--- Begin Listed entries ---

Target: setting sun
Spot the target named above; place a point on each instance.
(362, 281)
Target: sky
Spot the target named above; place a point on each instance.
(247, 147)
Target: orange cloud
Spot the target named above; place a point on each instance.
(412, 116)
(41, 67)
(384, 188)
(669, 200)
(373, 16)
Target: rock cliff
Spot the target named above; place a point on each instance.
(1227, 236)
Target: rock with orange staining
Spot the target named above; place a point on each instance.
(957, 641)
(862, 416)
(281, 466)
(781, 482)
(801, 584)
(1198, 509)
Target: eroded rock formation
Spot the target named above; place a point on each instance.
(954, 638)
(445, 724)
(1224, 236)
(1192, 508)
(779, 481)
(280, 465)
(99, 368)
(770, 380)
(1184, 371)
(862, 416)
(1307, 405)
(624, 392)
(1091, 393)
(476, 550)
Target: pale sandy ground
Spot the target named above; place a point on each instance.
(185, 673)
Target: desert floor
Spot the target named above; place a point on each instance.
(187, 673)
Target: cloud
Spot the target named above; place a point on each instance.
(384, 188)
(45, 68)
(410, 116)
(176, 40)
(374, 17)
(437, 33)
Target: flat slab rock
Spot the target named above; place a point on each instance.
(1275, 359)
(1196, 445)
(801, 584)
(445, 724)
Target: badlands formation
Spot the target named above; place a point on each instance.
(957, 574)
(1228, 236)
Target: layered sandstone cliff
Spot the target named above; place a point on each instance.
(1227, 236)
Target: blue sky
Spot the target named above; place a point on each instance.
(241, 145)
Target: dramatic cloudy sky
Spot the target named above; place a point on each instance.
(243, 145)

--- End Listed entries ---
--- Begin Listed entries ---

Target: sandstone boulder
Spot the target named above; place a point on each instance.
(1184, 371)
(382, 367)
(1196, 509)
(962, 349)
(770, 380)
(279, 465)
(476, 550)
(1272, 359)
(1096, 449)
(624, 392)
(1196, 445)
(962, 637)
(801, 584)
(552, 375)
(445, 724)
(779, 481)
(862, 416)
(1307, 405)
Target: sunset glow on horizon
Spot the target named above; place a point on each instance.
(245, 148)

--- End Listed entries ---

• **Objective**
From both blocks above, pull out every line that contains the word "orange" and copy each one in full.

• **Reply**
Target: orange cloud
Target: rock with orange staining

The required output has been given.